◆ Reading passage ◆
^^^^^^^^^^^^^^^^

# Sviatoslav Richter: Where to Begin?



## revdrdave (Jan 8, 2014)

Somehow, in 40+ years of listening to/collecting classical music, I've managed to never hear a single performance by Sviatoslav Richter. I want to get to know his work but given the breadth of his repertoire and the number of recordings (studio and concert) available, I don't know where to begin. Which performances/recordings would you recommend as a place to start? Thanks!


----------



## Aramis (Mar 1, 2009)

Begin here:


----------



## TurnaboutVox (Sep 22, 2013)

I appreciate Sviatoslav Richter's pianism very much, but I find it quite hard to tolerate the collection of often crude contemporary Soviet and Eastern European recordings I've managed to get a hold of. Any recommendations for better recorded performances would be warmly welcomed.


----------



## joen_cph (Jan 17, 2010)

No here: the _Beethoven 23rd sonata in Carnegie Hall_
1st Mov.: 



2nd Mov: 



3rd Mov: 




There are various other recording by him of that work, including Early Kiev, Early Prague, the RCA studio recording, etc.

His recordings with Kondrashin are other examples of the early, very vital Richter
_Franck: Les Djinns_ 



_Liszt: Concerto 1_ 




The _Prague Schubert Sonata 21_ illustrates a much more introvert, thoughtful and unusual approach he could also excel in:


----------



## TxllxT (Mar 2, 2011)




----------



## SONNET CLV (May 31, 2014)

Sviatoslav Richter playing Saint-Saëns Piano Concerto No.5 ("Egyptian") remains my favorite performance from this astounding Russian:


----------



## brotagonist (Jul 11, 2013)

This is a nice little gem:









Haydn Piano Sonatas 40, 41, 44, 48, 52

There is a companion, but it is out of print and horrifically expensive:









Haydn Piano Sonatas 2, 24, 32, 46


----------



## Ukko (Jun 4, 2010)

Mussorgsky: _*Pictures At An Exhibition*_. Richter had a 'special relationship' with that work, the 1956 Prague and 1958 Sophia recordings being prime examples.

There is a now-scarce collection of recordings he made for "Prague Spring" festivals, issued by Praga (the 1956 Pictures is part of it).

His interpretation of Beethoven's Diabelli Variations is unique, if not in spirit (it's in the 'seven ways from Sunday' sector) then in execution.


----------



## millionrainbows (Jun 23, 2012)

See if you can find the "Live in Hungary" box set at a good price. I never regret getting this.










Sorry, I may have spoke to soon. I got mine for $30, but I see it's gone up.


----------



## Mandryka (Feb 22, 2013)

Just thinking of solo recitals for the moment, I think there are three periods:

Very early - 1950s, what I've heard has been disappointing - the 1951 Diabelli Variations for example, or the Bach and Schumann from 1948.

Pre Heart Trouble - up to mid 1970s - these recordings have a virtuoso piano quality about them. 


After the heart trouble - late 1970s onwards. These recordings are deep.

^^^^^^^^^^^^^^^^

◆ Source data ◆
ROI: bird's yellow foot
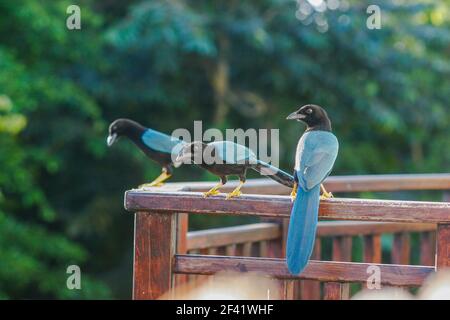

^^^^^^^^^^^^^^^^

◆ Directions ◆
Please say which two recordings the Richter forum thread names as prime examples of his "special relationship" with Mussorgsky's Pictures At An Exhibition. You can set the material aside; it plays no part in this.

◆ Written response ◆
The 1956 Prague and 1958 Sophia recordings.